● PROBLEM DESCRIPTION:
Continue the passage about the Western Cape Provincial Treasury from its final line.

EXERCISE TEXT START

No one can deny that 2020 has been a year of great turbulence, of instability and of transition. And while those conditions can cause great challenge they can also lead to growth and strength if harnessed correctly.

And I believe that has been the case for Provincial Treasury.

This has started with an investment in the Provincial Treasury leadership pipeline, with excellent candidates having filled both Deputy-Director General posts and several critical Chief Director posts inside the Department.

And it can be seen throughout the various programmes of the department.

For example:

We have begun critical expenditure and performance reviews which will help inform more efficient and effective ways of achieving goals in the Western Cape government;

We have embarked on a review of our public entities which will help drive improved governance within these important delivery vehicles;

We are the lead Treasury in South Africa for the way that we manage compensation of employees across to provincial government;

We are leading the way on Supply Chain Management reform, having published the first ever, Procurement Disclosure Report and being in the process of developing our automated procurement planning tool;

We are moving ahead with new ways to harness Artificial Intelligence to help analyse and inform the way that we do business in the Western Cape; and

We continue to provide critical support and monitoring within our municipalities to ensure enhanced financial performance across the Western Cape.

In many ways, Provincial Treasury is leading the way towards being a future focused, future ready department.

We are:

investing in IT capacity such as video conferencing capabilities;

We are:

innovating in the clean governance space through increased transparency and by harnessing technology; and

We are:

leading the way on critical policy discussions as we face an ever more fiscally constrained future.

EXERCISE TEXT END
RECORDS SUPPLIED START

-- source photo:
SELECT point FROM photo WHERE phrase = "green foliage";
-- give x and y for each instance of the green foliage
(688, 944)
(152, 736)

RECORDS SUPPLIED END

● ANSWER FOR THIS EXERCISE:
Wage War

Budget cuts have been dramatic, and we are not going to go down without a fight and will continue to robustly engage and arm wrestle with national government to get a fair deal for the Western Cape.

And so, on Friday, 27 November 2020, Premier Alan Winde and I submitted a section 79 petition to President Cyril Ramaphosa to bring to his attention material concerns over the constitutionality of certain aspects of the 2020 Division of Revenue Second Amendment Bill which was passed by Parliament on 26 November 2020.

While the Western Cape does support National Treasury's overall goal of decreasing the public sector wage bill, the way that they have proceeded in the 2020/21 financial year has raised significant concern for the Western Cape, as it has with other provincial governments as well.

Essentially, National Treasury have transferred significant risk to provinces, by pre-emptively cutting our budgets. This assumes that they will win their court case against the unions on the wage agreement, an assumption which is far from certain.

Should they lose that court case, provinces, including the Western Cape, will face a significant and immediate liquidity squeeze as we will have to immediately implement the wage agreement but without necessarily having the funds made available from national government.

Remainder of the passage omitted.